* Data to examine *

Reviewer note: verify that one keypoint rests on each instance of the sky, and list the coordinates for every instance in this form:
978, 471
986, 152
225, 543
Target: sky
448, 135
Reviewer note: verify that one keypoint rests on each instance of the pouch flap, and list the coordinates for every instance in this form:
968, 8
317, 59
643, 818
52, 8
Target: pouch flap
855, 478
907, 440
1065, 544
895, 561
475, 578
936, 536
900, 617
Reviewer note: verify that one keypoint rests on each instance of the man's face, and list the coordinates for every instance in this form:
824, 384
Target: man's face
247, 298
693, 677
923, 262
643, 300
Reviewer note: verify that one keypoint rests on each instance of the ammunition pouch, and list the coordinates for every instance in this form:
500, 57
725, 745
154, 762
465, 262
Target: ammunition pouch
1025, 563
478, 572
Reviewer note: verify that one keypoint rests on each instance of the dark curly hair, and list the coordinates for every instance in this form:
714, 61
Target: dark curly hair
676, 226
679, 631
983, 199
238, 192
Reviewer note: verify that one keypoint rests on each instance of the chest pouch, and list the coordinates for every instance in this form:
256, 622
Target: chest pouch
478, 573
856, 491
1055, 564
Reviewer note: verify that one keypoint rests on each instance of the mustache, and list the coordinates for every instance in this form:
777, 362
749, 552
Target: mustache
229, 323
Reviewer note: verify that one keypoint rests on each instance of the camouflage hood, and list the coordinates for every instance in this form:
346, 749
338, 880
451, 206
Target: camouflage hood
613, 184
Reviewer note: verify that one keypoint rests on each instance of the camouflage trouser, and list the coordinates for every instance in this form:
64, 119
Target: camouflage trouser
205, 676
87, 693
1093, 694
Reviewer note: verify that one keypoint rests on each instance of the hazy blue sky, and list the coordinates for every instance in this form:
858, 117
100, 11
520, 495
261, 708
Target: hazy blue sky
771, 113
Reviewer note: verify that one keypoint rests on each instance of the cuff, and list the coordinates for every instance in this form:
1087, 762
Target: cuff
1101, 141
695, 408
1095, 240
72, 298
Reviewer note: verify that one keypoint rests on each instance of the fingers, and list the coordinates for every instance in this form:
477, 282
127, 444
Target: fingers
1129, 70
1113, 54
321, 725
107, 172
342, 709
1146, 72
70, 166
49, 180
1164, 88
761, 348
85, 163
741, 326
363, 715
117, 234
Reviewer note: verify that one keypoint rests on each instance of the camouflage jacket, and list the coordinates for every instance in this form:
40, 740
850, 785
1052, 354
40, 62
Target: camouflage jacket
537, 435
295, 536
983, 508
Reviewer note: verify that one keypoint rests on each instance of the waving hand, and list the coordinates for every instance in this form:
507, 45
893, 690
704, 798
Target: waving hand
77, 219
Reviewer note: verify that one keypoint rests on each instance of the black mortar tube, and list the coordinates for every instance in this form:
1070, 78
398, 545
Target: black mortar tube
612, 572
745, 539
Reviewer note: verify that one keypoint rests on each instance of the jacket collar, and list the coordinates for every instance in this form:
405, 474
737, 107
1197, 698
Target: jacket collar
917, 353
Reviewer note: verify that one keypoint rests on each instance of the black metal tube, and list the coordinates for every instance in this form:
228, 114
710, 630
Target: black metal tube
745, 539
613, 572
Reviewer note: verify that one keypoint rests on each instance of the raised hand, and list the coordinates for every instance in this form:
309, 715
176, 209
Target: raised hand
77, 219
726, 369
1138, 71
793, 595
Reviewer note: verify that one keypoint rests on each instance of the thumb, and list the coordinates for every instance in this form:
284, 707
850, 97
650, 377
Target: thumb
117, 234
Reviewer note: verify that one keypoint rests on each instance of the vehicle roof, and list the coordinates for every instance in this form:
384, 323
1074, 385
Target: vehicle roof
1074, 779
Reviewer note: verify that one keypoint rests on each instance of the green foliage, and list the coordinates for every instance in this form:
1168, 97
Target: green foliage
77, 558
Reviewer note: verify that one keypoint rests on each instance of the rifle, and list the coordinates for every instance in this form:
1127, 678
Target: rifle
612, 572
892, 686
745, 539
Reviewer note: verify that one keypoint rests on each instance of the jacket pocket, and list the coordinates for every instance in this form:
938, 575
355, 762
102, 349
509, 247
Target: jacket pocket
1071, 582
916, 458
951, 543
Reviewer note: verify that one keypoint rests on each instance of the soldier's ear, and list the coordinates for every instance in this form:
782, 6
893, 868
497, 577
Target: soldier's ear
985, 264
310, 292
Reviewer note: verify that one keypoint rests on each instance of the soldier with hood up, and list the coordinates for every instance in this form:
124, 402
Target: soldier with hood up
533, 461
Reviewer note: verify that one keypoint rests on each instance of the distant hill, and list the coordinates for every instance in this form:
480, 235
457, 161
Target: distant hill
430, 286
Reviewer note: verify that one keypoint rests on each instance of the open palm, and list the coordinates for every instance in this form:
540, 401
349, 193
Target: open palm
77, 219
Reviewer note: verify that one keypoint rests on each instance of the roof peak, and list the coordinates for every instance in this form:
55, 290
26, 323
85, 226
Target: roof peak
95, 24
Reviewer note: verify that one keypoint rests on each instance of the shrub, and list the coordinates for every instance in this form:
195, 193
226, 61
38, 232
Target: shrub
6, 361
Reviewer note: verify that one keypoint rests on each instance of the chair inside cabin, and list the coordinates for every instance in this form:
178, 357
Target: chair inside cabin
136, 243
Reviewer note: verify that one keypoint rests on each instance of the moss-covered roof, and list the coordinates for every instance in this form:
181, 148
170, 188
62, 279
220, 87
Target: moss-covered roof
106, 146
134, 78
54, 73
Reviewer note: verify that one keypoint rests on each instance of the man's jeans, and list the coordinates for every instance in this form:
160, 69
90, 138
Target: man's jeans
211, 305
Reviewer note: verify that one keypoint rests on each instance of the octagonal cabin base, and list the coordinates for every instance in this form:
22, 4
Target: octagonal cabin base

* The problem *
Nothing may change. Retype all of the entries.

* Exercise result *
Reviewer note: verify that one keypoint rests on each instance of the sky, and list the coordinates for every instance in this form:
978, 471
986, 152
225, 543
Target: sky
448, 135
Reviewer note: verify that one keypoint rests on each instance of the pouch flap, and list the coordinates for every instance in this form:
968, 8
317, 59
643, 818
52, 8
Target: pouch flap
855, 478
907, 440
1065, 544
895, 561
475, 578
936, 536
900, 617
Reviewer note: verify that one keypoint rests on each instance of the man's face, and list the coordinates for every instance in this form:
824, 384
Target: man's face
247, 298
693, 677
923, 262
643, 300
Reviewer note: verify that one keypoint rests on each instance of the ammunition pouch, and list the coordinates for every instance in this form:
500, 57
725, 745
154, 762
465, 262
Target: ammunition pouch
1025, 563
478, 572
Reviewer note: verify that one keypoint rests on each instance of the dark curly hair, and list the coordinates for every instance in this form:
714, 61
Target: dark curly hair
676, 226
679, 631
983, 199
238, 192
Reviewer note: verify that one keypoint rests on each instance of the chest pouch, and list the coordinates for every instance in this form:
256, 622
Target: chest pouch
478, 573
856, 491
1055, 564
Reviewer note: verify that one keypoint rests on each instance of the mustache, and list the coordinates for every instance in this form:
777, 362
749, 552
Target: mustache
229, 323
Reviewer note: verify that one keypoint rests on each instance of the camouflage hood, and list the coordinates for every instance in this form:
346, 749
338, 880
451, 206
Target: camouflage hood
613, 184
Reviewer note: verify that one keypoint rests on each instance of the camouflage trouser, and list the coordinates for every instance in this form:
64, 119
Target: camouflage trouser
205, 676
87, 693
1093, 694
Reviewer note: verify that one keypoint rests on each instance of the hazy blue sky, and list the coordinates for every instance in this form:
858, 117
100, 11
520, 495
261, 708
Target: hazy blue sky
771, 113
Reviewer note: verify that one keypoint rests on each instance of the cuff, and list the coordinates for every instance in this form:
1087, 762
Target: cuff
1101, 141
695, 408
1095, 240
72, 298
Reviewer note: verify that one keypoint rests on each instance of the fingers, and list the coordinates for every instance in this form:
477, 282
127, 444
Target: fingers
1129, 70
1113, 54
321, 725
107, 172
342, 709
1146, 72
70, 166
49, 180
1164, 88
761, 348
85, 163
741, 326
363, 715
117, 234
Reviewer note: verify that one keypoint rests on each instance of the camouflage jacket, and list the coordinates for every instance in this form:
40, 740
850, 785
1052, 354
40, 62
Target: camouflage jacket
537, 435
295, 536
983, 508
Reviewer note: verify that one keypoint rests on each instance of the waving hand, and list the coordinates for every instance in this form:
507, 45
893, 690
704, 798
Target: waving hand
77, 219
Reviewer note: verify that one keypoint rests on each instance of the black mortar tube, and list the coordinates for every instance in this form:
1070, 78
398, 545
Target: black mortar tube
612, 572
745, 539
Reviewer note: verify that one keypoint rests on each instance of the jacket collar, and list the coordinates for every instance in this form:
405, 474
737, 107
1197, 698
Target: jacket collar
917, 353
Reviewer note: verify that one keypoint rests on each instance of the black metal tube, and list the coordinates for every instance in this form:
228, 114
710, 630
Target: black metal tube
745, 539
613, 572
Reviewer note: verify that one keypoint rests on each instance of the raised hand, and list the coordinates for every instance in this form:
309, 715
176, 209
Target: raised hand
77, 219
726, 369
1138, 71
793, 595
Reviewer note: verify that one keypoint rests on each instance of the thumb, and list the coordinates for every instance in this form:
284, 707
850, 97
650, 377
Target: thumb
117, 234
Reviewer note: verify that one keypoint rests on each instance of the vehicle roof, and list the coordinates for every instance in this form:
384, 323
1074, 385
Target: vehicle roof
1074, 779
Reviewer note: verify that one keypoint rests on each instance of the green foliage, and list the coordinates for every instance in this form:
1168, 97
Target: green foliage
77, 558
Reviewer note: verify that one keypoint rests on each instance of the rifle, and list the coordinates for every instance in this form:
1127, 678
Target: rifle
612, 572
892, 686
745, 539
Reviewer note: verify that one keypoint rests on each instance of the jacket pocket, and list the coordinates for every instance in this form:
938, 575
355, 762
102, 349
509, 247
Target: jacket pocket
1071, 582
916, 458
951, 543
Reviewer note: verify that one keypoint rests on each instance of the soldier's ear, and list the coordinates for every instance in this form:
782, 6
893, 868
497, 577
Target: soldier's ear
985, 264
310, 292
Reviewer note: verify that one keypoint rests on each instance of the soldier with hood up, and list the coordinates for every instance in this form:
124, 402
Target: soldier with hood up
533, 461
Reviewer note: verify that one keypoint rests on each instance of the distant hill, and list the coordinates for every instance in this form:
480, 235
457, 161
Target: distant hill
430, 286
Reviewer note: verify that one keypoint rests on each instance of the open palm, and list the coordinates for every instance in this form:
540, 401
349, 193
Target: open palm
77, 219
Reviewer note: verify that one keypoint rests on each instance of the roof peak, and list the coordinates for every instance in this form:
55, 290
26, 323
85, 226
Target: roof peak
95, 24
Reviewer note: verify that one keypoint rests on each instance of the shrub, and list the coordinates for every instance in this form:
195, 193
226, 61
38, 232
Target: shrub
6, 361
Reviewer note: verify that one keypoint rests on each instance of the chair inside cabin, and list the coordinates for every instance in this form:
178, 357
Target: chair inside cabin
136, 243
Reviewer note: verify that one keypoint rests on each instance of the moss-covered roof, and list the coordinates for every instance in this form:
181, 148
170, 188
62, 279
220, 87
Target: moss-covered roof
106, 146
134, 78
54, 73
Reviewer note: verify that one keypoint rests on each instance of the man's jeans, and list the coordinates for every instance in this form:
160, 69
90, 138
Target: man's jeans
211, 305
Reviewer note: verify that one keypoint rests on each instance of the octagonal cabin base, and list the coordinates for every instance in this form:
22, 4
Target: octagonal cabin base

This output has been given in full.